**STATED PROBLEM:** Produce an exact copy of the lines from the line containing "of the sunny" through the last line of the listing below, both ends included, and nothing else.

[Items listed in a dataset]
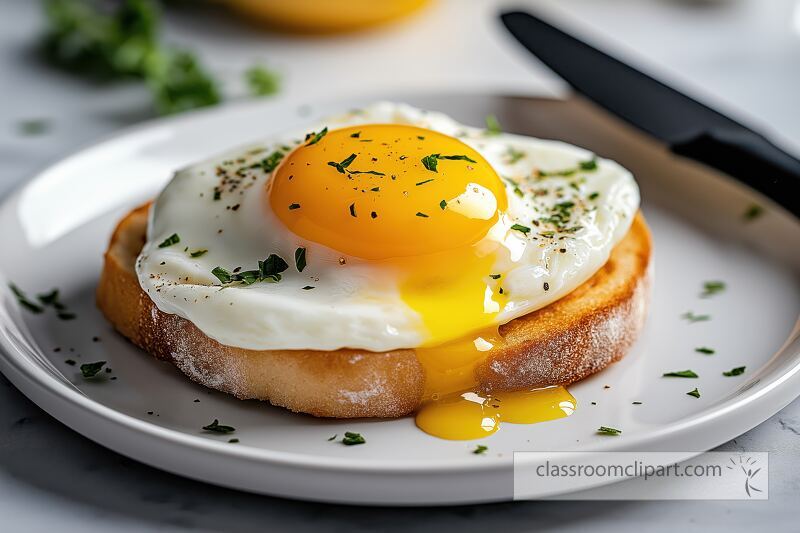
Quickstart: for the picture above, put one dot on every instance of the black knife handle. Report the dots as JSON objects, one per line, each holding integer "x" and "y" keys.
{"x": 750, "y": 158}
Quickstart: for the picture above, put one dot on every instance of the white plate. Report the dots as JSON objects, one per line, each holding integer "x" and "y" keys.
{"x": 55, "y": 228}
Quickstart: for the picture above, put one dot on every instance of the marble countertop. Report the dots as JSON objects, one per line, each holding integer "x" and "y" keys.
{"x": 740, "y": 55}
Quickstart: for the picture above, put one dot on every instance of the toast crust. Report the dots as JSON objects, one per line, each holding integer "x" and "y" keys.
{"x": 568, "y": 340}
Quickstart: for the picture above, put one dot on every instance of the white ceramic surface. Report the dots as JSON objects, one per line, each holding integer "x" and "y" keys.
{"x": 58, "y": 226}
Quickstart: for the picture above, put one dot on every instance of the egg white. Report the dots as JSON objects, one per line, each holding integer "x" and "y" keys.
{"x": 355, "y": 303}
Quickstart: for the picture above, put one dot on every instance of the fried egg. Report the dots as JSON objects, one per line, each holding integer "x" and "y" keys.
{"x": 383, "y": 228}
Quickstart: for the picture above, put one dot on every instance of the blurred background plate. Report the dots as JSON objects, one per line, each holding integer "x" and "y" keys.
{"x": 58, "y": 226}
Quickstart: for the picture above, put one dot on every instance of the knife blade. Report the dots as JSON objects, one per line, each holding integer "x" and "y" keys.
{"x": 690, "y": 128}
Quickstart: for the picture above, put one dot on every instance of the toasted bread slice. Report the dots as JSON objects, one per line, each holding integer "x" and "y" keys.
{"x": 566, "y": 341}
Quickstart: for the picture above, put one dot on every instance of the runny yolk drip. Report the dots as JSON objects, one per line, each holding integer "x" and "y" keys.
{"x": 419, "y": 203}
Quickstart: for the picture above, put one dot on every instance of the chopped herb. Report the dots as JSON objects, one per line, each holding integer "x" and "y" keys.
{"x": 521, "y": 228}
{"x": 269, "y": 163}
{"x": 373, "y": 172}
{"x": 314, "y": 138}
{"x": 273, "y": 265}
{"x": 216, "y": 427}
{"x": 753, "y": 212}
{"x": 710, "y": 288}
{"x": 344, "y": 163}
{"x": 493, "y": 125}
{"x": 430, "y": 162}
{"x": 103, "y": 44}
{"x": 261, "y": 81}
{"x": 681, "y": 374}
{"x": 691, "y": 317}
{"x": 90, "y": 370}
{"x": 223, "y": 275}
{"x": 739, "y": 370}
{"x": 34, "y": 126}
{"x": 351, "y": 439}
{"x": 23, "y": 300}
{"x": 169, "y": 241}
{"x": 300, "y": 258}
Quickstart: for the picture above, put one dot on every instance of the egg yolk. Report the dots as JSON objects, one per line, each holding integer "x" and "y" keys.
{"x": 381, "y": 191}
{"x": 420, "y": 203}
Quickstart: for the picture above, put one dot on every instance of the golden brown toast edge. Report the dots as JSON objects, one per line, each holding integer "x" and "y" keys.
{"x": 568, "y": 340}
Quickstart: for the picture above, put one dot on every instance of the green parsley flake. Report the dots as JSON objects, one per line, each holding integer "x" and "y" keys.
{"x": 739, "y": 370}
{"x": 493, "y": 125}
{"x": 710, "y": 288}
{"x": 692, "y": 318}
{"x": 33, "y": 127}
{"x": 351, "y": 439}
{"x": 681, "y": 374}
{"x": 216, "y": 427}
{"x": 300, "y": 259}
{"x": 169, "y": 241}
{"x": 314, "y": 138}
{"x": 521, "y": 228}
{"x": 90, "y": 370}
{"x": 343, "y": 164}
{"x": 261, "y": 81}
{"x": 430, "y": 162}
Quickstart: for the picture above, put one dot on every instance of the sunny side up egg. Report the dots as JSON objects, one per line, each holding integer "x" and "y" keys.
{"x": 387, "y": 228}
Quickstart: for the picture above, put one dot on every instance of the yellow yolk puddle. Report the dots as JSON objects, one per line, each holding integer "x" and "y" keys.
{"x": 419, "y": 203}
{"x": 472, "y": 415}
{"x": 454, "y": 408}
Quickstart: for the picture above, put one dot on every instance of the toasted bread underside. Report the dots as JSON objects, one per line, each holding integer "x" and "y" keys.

**RESULT OF THE TASK:**
Quickstart: for the picture above, put one dot on every instance of the sunny side up egg. Report the dots as JSON objects, one per line, each holding integer "x" and "y" keys.
{"x": 387, "y": 228}
Quickstart: for the picture above, put one dot on every instance of the yellow yolk puddle. Report the dots as JSON objects, one per line, each holding integer "x" and "y" keys.
{"x": 419, "y": 203}
{"x": 472, "y": 415}
{"x": 454, "y": 408}
Quickstart: for the picture above, put one dot on every instance of the toasted bread underside. Report the dots as JSON objects, one per line, each holding integer "x" and "y" keys.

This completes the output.